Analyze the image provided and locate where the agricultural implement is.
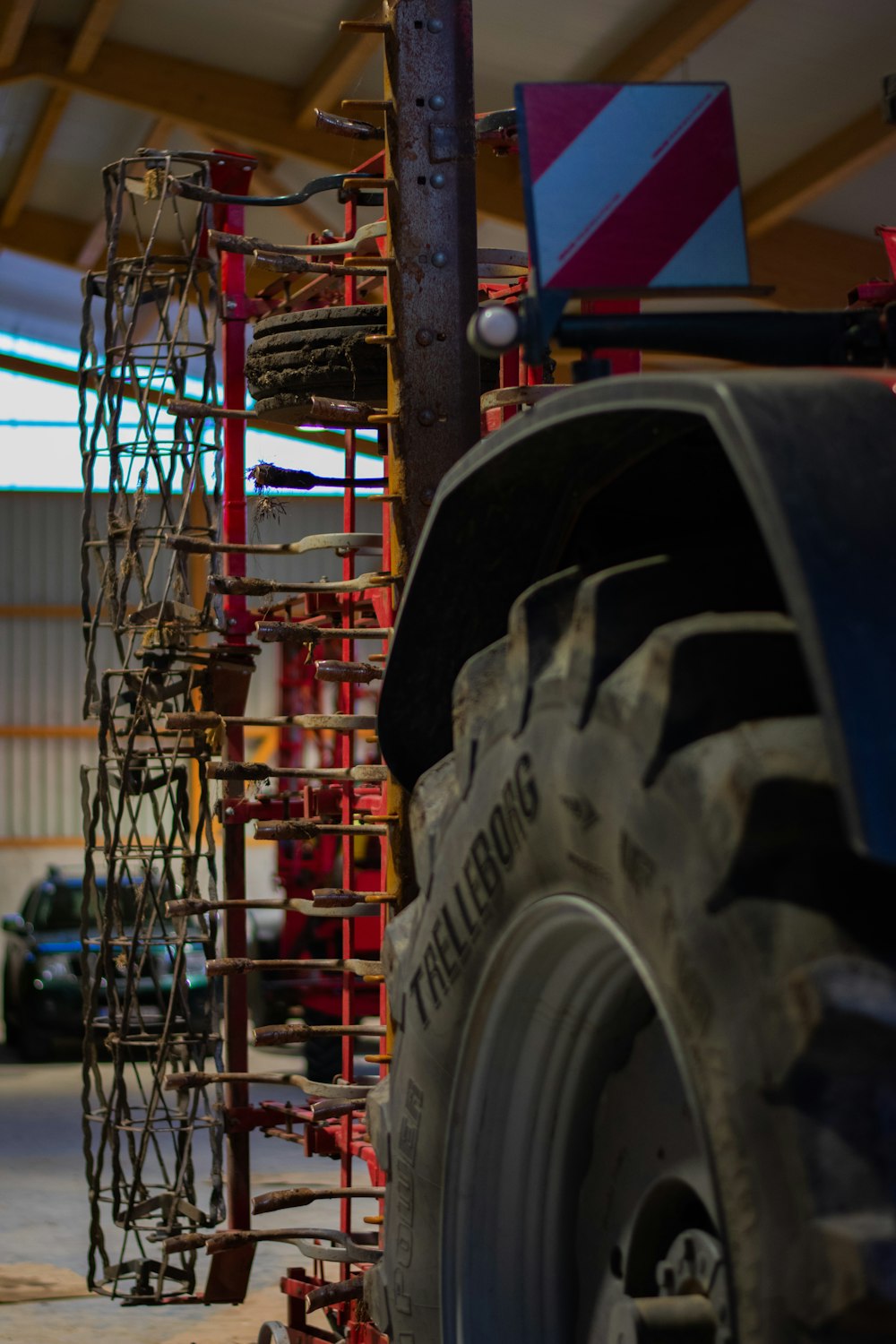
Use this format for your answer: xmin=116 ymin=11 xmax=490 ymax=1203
xmin=82 ymin=0 xmax=896 ymax=1344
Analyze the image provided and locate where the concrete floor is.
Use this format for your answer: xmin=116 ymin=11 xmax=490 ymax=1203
xmin=0 ymin=1046 xmax=376 ymax=1344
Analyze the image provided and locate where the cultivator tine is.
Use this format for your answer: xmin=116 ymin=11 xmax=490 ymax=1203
xmin=77 ymin=0 xmax=480 ymax=1344
xmin=165 ymin=532 xmax=383 ymax=556
xmin=162 ymin=1070 xmax=371 ymax=1101
xmin=81 ymin=144 xmax=229 ymax=1303
xmin=314 ymin=659 xmax=383 ymax=685
xmin=205 ymin=957 xmax=383 ymax=978
xmin=208 ymin=573 xmax=395 ymax=597
xmin=253 ymin=1185 xmax=385 ymax=1214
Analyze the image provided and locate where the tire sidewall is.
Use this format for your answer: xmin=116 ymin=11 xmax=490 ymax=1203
xmin=384 ymin=706 xmax=831 ymax=1344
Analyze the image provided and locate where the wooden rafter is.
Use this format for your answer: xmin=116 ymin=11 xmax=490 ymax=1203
xmin=0 ymin=24 xmax=353 ymax=167
xmin=0 ymin=89 xmax=70 ymax=228
xmin=0 ymin=0 xmax=118 ymax=225
xmin=584 ymin=0 xmax=751 ymax=83
xmin=0 ymin=0 xmax=38 ymax=66
xmin=68 ymin=0 xmax=119 ymax=74
xmin=745 ymin=107 xmax=896 ymax=238
xmin=296 ymin=0 xmax=380 ymax=126
xmin=75 ymin=117 xmax=175 ymax=271
xmin=750 ymin=220 xmax=890 ymax=308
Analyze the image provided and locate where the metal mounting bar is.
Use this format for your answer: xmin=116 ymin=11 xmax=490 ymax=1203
xmin=557 ymin=309 xmax=896 ymax=366
xmin=165 ymin=712 xmax=376 ymax=733
xmin=255 ymin=822 xmax=388 ymax=840
xmin=255 ymin=1021 xmax=387 ymax=1046
xmin=205 ymin=957 xmax=383 ymax=978
xmin=208 ymin=572 xmax=396 ymax=597
xmin=164 ymin=1072 xmax=371 ymax=1101
xmin=208 ymin=763 xmax=388 ymax=784
xmin=253 ymin=1185 xmax=385 ymax=1214
xmin=248 ymin=465 xmax=388 ymax=491
xmin=255 ymin=621 xmax=392 ymax=642
xmin=165 ymin=532 xmax=383 ymax=556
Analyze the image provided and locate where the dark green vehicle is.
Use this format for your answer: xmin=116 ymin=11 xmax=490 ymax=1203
xmin=3 ymin=867 xmax=210 ymax=1062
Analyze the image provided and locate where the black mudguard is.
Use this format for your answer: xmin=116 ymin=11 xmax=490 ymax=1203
xmin=379 ymin=371 xmax=896 ymax=863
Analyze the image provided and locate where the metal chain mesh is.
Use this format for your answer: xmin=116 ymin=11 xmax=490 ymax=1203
xmin=79 ymin=152 xmax=226 ymax=1303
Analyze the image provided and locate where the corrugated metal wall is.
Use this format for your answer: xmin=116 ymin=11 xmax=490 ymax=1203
xmin=0 ymin=492 xmax=382 ymax=876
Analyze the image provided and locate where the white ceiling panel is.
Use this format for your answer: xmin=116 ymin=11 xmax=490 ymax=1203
xmin=680 ymin=0 xmax=896 ymax=188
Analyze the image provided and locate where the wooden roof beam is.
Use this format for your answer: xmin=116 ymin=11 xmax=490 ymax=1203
xmin=0 ymin=0 xmax=38 ymax=66
xmin=745 ymin=107 xmax=896 ymax=238
xmin=0 ymin=0 xmax=118 ymax=225
xmin=0 ymin=89 xmax=71 ymax=228
xmin=296 ymin=0 xmax=382 ymax=126
xmin=0 ymin=24 xmax=353 ymax=166
xmin=750 ymin=220 xmax=890 ymax=308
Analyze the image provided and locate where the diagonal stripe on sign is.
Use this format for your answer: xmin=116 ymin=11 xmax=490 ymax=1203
xmin=549 ymin=97 xmax=739 ymax=289
xmin=537 ymin=85 xmax=731 ymax=285
xmin=524 ymin=83 xmax=624 ymax=182
xmin=650 ymin=190 xmax=750 ymax=289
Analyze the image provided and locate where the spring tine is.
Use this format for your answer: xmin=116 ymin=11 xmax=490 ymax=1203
xmin=314 ymin=659 xmax=385 ymax=685
xmin=254 ymin=822 xmax=388 ymax=840
xmin=314 ymin=108 xmax=385 ymax=140
xmin=255 ymin=1021 xmax=385 ymax=1046
xmin=165 ymin=712 xmax=376 ymax=733
xmin=165 ymin=532 xmax=383 ymax=556
xmin=193 ymin=1228 xmax=383 ymax=1265
xmin=165 ymin=898 xmax=289 ymax=918
xmin=247 ymin=465 xmax=388 ymax=491
xmin=255 ymin=621 xmax=392 ymax=644
xmin=305 ymin=1274 xmax=364 ymax=1312
xmin=164 ymin=1072 xmax=371 ymax=1101
xmin=253 ymin=1185 xmax=385 ymax=1214
xmin=312 ymin=887 xmax=396 ymax=906
xmin=208 ymin=763 xmax=388 ymax=784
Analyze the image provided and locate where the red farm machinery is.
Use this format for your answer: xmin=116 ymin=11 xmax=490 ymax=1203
xmin=74 ymin=0 xmax=896 ymax=1344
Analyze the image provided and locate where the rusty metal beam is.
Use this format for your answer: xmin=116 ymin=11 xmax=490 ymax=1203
xmin=0 ymin=0 xmax=38 ymax=66
xmin=296 ymin=0 xmax=377 ymax=126
xmin=384 ymin=0 xmax=479 ymax=574
xmin=745 ymin=107 xmax=896 ymax=238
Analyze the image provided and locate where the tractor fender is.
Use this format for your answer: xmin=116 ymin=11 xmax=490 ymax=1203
xmin=379 ymin=370 xmax=896 ymax=863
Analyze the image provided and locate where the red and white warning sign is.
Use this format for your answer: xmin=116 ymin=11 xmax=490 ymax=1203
xmin=517 ymin=83 xmax=750 ymax=290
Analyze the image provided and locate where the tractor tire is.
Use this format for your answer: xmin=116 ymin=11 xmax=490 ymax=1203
xmin=366 ymin=558 xmax=896 ymax=1344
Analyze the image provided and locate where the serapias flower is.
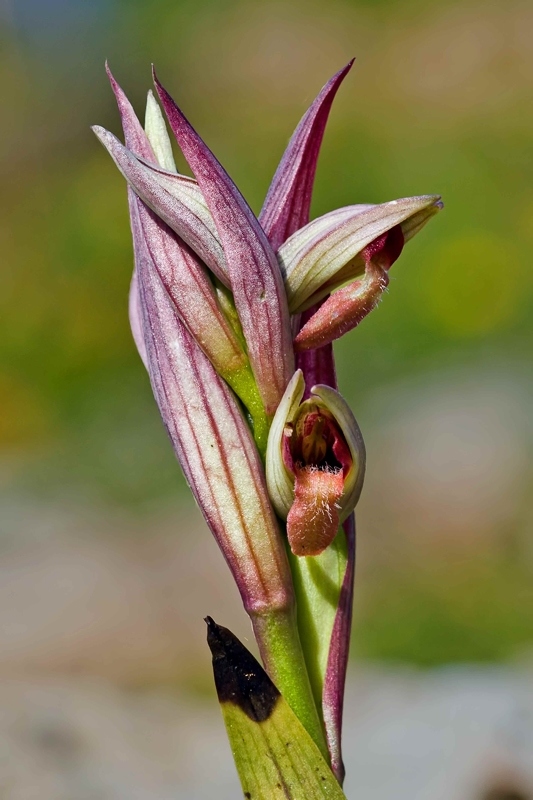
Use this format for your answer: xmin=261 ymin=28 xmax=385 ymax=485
xmin=266 ymin=370 xmax=365 ymax=556
xmin=94 ymin=57 xmax=441 ymax=782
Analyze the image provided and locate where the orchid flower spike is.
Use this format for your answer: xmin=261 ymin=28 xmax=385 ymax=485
xmin=266 ymin=370 xmax=365 ymax=556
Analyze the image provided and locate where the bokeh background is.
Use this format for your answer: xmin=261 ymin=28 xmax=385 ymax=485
xmin=0 ymin=0 xmax=533 ymax=800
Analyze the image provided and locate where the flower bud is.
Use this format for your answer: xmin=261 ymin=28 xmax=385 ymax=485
xmin=266 ymin=370 xmax=365 ymax=556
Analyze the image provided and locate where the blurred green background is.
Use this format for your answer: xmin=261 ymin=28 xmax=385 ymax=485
xmin=0 ymin=0 xmax=533 ymax=682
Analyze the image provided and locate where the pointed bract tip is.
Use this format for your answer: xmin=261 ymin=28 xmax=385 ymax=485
xmin=205 ymin=617 xmax=280 ymax=722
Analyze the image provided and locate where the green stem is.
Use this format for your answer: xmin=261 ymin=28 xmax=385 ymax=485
xmin=251 ymin=606 xmax=330 ymax=764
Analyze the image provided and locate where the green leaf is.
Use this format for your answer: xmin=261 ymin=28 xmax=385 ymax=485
xmin=289 ymin=528 xmax=347 ymax=715
xmin=206 ymin=617 xmax=345 ymax=800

------------------------------------

Arrange the lines from the start of the items through the line that contains "xmin=0 ymin=1046 xmax=376 ymax=1344", that line included, as a numbered list. Skip blank lines and leave the pictures out.

1. Analyze the image provided and locate where the agricultural implement is.
2. Use this format for your answer: xmin=116 ymin=11 xmax=490 ymax=1203
3. xmin=82 ymin=0 xmax=896 ymax=1344
4. Analyze the image provided and locate where the concrete floor is.
5. Use this format for your answer: xmin=116 ymin=11 xmax=490 ymax=1203
6. xmin=0 ymin=1046 xmax=376 ymax=1344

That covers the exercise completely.